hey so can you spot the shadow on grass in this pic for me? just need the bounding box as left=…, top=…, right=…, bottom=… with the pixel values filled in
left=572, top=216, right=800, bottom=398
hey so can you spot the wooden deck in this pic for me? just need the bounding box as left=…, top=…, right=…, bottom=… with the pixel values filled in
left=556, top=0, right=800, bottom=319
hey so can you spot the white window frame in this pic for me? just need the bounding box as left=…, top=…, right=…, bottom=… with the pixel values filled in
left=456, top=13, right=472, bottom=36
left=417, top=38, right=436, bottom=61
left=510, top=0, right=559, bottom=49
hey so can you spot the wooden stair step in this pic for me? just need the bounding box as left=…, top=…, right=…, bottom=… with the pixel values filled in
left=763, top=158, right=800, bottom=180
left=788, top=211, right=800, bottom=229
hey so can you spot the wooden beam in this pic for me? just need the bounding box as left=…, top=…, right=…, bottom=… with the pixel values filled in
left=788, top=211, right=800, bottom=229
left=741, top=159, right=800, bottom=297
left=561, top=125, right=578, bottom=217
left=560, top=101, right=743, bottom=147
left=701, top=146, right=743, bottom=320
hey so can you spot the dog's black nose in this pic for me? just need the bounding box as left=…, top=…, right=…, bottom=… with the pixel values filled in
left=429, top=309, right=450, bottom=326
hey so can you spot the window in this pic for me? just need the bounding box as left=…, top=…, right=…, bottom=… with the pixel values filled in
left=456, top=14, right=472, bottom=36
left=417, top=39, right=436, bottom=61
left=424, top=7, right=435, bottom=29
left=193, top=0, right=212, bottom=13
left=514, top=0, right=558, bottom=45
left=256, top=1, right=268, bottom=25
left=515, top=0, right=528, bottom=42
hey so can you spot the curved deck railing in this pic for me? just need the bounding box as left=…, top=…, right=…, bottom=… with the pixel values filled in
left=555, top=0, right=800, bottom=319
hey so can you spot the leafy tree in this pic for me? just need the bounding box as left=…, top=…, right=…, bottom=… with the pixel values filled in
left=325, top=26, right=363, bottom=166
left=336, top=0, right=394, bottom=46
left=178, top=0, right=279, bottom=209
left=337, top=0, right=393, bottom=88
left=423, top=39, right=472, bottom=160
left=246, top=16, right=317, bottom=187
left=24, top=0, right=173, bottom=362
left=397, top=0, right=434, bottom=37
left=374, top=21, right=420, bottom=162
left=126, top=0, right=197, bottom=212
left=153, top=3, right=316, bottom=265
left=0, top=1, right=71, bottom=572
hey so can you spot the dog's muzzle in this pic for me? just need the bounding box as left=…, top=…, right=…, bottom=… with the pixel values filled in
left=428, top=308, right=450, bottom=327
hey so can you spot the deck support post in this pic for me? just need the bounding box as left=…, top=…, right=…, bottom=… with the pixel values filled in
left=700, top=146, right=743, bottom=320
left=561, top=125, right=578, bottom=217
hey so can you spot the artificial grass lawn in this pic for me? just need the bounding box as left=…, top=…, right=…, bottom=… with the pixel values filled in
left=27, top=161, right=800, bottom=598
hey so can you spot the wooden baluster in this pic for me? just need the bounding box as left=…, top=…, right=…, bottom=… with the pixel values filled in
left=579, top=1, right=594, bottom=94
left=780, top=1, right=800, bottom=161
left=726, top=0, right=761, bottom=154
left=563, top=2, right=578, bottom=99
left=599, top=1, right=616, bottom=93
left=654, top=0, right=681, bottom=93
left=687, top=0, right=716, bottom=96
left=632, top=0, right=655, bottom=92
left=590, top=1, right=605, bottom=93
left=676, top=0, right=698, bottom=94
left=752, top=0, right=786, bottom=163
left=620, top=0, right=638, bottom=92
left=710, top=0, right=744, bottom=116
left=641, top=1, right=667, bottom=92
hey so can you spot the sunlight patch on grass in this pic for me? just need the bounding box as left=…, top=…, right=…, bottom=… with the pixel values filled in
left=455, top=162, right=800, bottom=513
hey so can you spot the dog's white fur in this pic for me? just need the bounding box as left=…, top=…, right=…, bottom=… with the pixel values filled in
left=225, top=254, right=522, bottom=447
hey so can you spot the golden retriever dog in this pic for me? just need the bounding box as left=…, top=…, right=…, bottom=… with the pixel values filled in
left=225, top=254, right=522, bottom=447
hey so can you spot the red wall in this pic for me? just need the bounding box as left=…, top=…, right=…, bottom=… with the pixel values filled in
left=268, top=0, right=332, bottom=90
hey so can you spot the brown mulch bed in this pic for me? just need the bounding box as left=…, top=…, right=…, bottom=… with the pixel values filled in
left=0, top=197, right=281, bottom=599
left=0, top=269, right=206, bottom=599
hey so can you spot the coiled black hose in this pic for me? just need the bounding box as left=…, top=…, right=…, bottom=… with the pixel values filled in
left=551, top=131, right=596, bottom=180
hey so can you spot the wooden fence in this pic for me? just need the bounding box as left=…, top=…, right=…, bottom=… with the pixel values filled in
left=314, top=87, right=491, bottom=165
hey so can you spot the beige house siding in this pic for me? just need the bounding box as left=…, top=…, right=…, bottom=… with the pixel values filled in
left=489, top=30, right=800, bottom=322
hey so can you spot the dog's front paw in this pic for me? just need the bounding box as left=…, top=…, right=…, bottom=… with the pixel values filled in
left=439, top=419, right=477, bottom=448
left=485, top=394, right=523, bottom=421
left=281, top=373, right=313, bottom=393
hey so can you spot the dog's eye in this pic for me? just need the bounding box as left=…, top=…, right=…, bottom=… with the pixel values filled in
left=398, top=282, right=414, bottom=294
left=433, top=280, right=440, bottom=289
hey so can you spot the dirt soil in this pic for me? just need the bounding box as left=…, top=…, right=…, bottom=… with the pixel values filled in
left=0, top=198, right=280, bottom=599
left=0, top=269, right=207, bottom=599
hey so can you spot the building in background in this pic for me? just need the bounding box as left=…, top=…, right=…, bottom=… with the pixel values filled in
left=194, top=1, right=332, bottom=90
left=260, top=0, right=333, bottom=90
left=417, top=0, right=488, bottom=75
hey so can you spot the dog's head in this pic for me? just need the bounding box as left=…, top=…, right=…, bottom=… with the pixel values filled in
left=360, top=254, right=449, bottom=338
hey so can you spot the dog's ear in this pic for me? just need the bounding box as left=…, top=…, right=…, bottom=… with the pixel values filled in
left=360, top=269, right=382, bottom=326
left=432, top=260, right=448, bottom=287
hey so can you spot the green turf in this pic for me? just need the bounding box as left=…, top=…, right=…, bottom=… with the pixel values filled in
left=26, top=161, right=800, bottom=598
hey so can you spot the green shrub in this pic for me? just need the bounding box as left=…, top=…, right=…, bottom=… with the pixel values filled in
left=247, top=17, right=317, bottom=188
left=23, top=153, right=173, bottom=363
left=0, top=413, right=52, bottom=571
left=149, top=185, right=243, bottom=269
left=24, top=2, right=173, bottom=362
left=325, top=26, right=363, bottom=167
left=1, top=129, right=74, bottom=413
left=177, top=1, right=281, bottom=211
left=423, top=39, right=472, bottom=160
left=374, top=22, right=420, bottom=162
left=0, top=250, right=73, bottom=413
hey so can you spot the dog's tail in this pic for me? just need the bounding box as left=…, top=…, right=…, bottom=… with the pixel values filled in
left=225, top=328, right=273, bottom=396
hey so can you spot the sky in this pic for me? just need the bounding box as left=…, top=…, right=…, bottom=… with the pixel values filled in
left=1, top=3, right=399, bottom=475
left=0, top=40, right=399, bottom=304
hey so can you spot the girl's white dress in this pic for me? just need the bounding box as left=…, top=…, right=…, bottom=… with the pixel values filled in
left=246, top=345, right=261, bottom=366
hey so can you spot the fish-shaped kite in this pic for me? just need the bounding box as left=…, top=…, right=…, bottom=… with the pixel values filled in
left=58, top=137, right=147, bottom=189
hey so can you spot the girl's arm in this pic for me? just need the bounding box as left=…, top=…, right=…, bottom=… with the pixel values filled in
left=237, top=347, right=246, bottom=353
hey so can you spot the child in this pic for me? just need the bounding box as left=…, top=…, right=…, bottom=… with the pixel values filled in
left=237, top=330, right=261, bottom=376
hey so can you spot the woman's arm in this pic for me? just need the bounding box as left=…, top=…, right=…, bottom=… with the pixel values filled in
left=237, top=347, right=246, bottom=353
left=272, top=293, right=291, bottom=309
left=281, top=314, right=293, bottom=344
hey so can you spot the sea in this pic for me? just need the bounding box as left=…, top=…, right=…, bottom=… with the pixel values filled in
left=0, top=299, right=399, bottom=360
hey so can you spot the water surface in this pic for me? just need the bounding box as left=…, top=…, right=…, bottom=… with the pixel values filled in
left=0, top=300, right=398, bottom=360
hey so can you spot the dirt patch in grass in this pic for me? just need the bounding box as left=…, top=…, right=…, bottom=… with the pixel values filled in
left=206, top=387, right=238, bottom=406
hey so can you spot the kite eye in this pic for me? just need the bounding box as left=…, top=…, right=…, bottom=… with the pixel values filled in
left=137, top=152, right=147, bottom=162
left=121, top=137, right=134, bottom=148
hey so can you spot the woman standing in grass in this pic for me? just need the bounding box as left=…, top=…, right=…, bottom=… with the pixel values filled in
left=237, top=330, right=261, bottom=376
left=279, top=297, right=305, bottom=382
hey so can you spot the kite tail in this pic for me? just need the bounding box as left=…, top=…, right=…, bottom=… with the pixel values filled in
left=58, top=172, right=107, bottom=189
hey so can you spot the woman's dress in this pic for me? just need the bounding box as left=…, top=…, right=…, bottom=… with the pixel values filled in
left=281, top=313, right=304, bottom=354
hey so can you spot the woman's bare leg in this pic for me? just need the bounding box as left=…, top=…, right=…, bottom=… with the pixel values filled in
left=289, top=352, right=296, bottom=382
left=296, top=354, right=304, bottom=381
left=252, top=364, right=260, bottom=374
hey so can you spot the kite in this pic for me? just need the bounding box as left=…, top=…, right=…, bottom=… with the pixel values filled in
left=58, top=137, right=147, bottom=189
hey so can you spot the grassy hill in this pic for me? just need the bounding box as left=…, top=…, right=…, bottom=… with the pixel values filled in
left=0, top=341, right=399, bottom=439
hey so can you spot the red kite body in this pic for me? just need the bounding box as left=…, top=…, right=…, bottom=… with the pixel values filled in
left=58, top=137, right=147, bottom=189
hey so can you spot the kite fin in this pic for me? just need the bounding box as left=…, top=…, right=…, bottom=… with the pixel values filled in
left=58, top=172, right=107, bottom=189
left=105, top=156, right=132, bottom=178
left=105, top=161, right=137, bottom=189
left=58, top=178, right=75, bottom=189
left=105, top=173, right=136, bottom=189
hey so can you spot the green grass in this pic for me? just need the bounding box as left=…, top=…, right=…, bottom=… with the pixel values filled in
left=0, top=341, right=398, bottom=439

--

§ **EXERCISE DESCRIPTION**
Set out exactly the run of lines that begins at the line holding "hey so can you spot the green grass" and ends at the last line of the data.

§ **WORKED SOLUTION**
hey so can you spot the green grass in this pic for me? just need the bounding box as left=…, top=…, right=…, bottom=… with the pixel values filled in
left=0, top=341, right=398, bottom=439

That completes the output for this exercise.